Bounding-box records:
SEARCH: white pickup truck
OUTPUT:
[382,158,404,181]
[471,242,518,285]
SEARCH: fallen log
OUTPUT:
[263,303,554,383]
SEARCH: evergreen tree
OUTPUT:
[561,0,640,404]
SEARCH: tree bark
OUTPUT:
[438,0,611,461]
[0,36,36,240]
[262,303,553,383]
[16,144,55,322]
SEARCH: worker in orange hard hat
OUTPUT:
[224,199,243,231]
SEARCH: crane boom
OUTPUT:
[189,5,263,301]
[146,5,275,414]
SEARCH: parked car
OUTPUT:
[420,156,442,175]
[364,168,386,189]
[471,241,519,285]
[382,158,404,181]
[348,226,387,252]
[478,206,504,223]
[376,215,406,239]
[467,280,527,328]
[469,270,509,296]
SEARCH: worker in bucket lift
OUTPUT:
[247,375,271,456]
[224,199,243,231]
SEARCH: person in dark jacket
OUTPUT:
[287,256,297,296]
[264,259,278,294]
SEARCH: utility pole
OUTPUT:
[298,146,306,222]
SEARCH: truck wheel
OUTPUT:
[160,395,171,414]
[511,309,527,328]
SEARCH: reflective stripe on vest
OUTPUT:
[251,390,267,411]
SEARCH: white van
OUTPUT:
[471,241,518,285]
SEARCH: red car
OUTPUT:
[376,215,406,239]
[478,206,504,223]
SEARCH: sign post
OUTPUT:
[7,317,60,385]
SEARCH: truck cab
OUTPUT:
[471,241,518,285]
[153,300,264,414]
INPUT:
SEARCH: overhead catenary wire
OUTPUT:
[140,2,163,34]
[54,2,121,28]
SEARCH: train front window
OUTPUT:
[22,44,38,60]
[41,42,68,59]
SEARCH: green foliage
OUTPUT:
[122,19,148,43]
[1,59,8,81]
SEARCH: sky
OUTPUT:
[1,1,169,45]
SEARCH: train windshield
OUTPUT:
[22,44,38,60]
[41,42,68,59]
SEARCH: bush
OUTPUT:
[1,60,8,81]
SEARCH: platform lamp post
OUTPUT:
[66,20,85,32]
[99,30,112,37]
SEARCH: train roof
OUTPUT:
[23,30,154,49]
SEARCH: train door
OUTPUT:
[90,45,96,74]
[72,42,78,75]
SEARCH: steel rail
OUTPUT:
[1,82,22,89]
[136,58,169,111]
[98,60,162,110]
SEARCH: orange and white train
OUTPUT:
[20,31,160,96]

EXERCISE TASK:
Could you revise the listing above so that "sign post" becomes "signpost" and every other line stays the same?

WORKED SOLUTION:
SEARCH: white pickup truck
OUTPUT:
[382,158,404,181]
[471,242,518,285]
SEARCH: fallen log
OUTPUT:
[263,303,554,383]
SEARCH: evergreen tree
OUTPUT:
[561,0,640,404]
SEARCH: tree bark
OUTPUT:
[438,0,611,461]
[0,36,36,240]
[262,303,553,383]
[16,144,55,322]
SEARCH: worker in orange hard hat
OUTPUT:
[224,199,243,231]
SEARCH: crane boom
OUTPUT:
[189,5,263,301]
[146,5,275,414]
SEARCH: parked car
OUTPUT:
[420,156,442,175]
[364,168,386,189]
[471,241,519,285]
[382,158,404,181]
[348,226,387,252]
[478,206,504,223]
[376,215,406,239]
[467,280,527,328]
[469,270,509,296]
SEARCH: worker in bucket lift
OUTPUT:
[247,375,271,456]
[224,199,243,231]
SEARCH: person in dark jacket
OUTPUT:
[287,256,297,296]
[264,259,278,294]
SEARCH: utility pole
OUTPUT:
[298,146,306,222]
SEARCH: truck wheel
OUTPUT:
[160,395,171,414]
[511,309,527,328]
SEARCH: reflective stripe on vest
OUTPUT:
[251,390,267,411]
SEARCH: white van
OUTPUT:
[471,241,518,285]
SEARCH: red car
OUTPUT:
[376,215,406,239]
[478,206,504,223]
SEARCH: signpost
OUTPUT:
[7,317,60,385]
SEARCH: truck cab
OUTPUT:
[471,241,518,285]
[153,300,264,414]
INPUT:
SEARCH: overhead catenary wire
OUTPUT:
[140,2,163,34]
[54,2,121,28]
SEARCH: train front window
OUTPUT:
[22,44,38,60]
[41,42,68,59]
SEARCH: green foliage
OUTPUT:
[122,19,148,43]
[1,59,8,81]
SEARCH: sky
OUTPUT:
[1,1,169,45]
SEARCH: train windshield
OUTPUT:
[22,44,38,60]
[41,42,68,59]
SEARCH: bush
OUTPUT:
[1,60,8,81]
SEARCH: platform lamp post
OUTPUT:
[66,20,85,32]
[99,30,112,37]
SEARCH: train roof
OUTPUT:
[23,30,154,49]
SEARCH: train door
OUTPUT:
[90,45,96,74]
[72,42,78,75]
SEARCH: steel rail
OUTPUT:
[1,82,22,89]
[136,58,169,111]
[98,60,162,110]
SEARCH: orange and white train
OUTPUT:
[20,31,160,96]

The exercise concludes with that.